• WORK ORDER:
Would you retype exactly the lines from the one containing "positive clicks: (289, 124) (258, 159)" through the last line of the records below, and nothing else?

======== DATA FOR THIS TASK ========

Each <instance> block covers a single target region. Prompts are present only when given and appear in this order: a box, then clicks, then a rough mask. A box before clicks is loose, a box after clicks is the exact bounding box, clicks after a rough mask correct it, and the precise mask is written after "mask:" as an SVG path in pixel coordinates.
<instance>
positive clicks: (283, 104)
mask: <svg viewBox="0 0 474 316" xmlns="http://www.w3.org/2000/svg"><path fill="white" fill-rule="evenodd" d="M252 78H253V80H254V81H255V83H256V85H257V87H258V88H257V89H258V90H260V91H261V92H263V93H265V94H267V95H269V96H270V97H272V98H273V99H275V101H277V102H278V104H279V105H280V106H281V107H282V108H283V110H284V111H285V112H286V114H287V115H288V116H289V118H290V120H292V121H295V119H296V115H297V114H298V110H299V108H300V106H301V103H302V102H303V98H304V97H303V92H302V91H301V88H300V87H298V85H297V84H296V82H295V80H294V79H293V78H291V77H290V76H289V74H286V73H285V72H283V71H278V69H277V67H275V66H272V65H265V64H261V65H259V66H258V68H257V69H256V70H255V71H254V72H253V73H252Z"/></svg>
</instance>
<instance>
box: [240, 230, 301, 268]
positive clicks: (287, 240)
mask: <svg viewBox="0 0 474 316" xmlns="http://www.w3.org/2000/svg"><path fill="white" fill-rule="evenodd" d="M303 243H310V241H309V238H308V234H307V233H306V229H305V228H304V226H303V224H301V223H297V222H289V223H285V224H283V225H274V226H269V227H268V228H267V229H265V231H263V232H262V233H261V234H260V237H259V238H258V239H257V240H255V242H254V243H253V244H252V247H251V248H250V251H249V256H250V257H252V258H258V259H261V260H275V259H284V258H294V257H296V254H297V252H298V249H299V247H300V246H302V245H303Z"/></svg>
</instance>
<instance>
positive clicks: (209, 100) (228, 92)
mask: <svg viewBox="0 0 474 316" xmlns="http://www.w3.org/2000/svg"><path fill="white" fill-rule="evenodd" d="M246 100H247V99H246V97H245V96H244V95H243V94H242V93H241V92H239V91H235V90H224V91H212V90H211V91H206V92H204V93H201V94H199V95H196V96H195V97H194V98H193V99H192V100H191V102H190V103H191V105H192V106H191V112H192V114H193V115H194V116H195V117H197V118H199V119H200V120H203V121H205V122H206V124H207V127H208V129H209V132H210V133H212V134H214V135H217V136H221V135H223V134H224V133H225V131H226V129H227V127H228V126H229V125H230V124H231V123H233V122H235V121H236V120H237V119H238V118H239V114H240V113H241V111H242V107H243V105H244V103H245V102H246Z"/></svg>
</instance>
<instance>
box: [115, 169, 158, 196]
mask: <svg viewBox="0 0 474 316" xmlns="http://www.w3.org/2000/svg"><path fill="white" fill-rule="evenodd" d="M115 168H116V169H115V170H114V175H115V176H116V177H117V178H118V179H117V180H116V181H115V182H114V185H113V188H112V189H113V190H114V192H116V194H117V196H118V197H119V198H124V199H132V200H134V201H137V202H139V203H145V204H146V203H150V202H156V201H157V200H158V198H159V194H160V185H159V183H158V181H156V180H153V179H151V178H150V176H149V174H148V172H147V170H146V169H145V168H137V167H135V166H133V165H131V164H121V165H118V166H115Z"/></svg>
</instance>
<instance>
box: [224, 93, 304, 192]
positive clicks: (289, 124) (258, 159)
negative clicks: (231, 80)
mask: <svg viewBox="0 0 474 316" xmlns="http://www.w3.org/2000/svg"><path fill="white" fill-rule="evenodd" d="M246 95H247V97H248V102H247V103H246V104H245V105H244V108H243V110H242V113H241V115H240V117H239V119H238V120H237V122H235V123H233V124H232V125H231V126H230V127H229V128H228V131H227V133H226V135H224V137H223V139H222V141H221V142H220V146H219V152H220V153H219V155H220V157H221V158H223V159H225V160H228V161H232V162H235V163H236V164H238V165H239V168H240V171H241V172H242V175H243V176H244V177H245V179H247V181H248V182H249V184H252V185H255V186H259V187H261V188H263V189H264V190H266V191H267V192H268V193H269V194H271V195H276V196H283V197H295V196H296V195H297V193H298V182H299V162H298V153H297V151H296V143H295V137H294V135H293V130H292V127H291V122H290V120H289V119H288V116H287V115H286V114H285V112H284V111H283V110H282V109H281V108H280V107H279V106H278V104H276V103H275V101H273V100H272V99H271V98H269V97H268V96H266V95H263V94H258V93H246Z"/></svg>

========

• RESPONSE AREA:
positive clicks: (289, 124) (258, 159)
negative clicks: (231, 80)
mask: <svg viewBox="0 0 474 316" xmlns="http://www.w3.org/2000/svg"><path fill="white" fill-rule="evenodd" d="M246 95H247V97H248V102H247V103H246V104H245V105H244V108H243V110H242V113H241V115H240V117H239V119H238V120H237V122H235V123H233V124H232V125H231V126H230V127H229V128H228V131H227V133H226V135H224V137H223V139H222V141H221V142H220V146H219V152H220V153H219V155H220V157H221V158H223V159H225V160H228V161H232V162H235V163H236V164H238V165H239V168H240V171H241V172H242V175H243V176H244V177H245V179H247V181H248V182H249V184H252V185H255V186H259V187H261V188H263V189H264V190H266V191H267V192H268V193H269V194H271V195H276V196H283V197H295V196H296V195H297V193H298V182H299V162H298V153H297V151H296V143H295V137H294V135H293V130H292V127H291V122H290V120H289V119H288V116H287V115H286V114H285V112H284V111H283V110H282V109H281V108H280V107H279V106H278V104H276V103H275V101H273V100H272V99H271V98H269V97H268V96H266V95H263V94H258V93H246Z"/></svg>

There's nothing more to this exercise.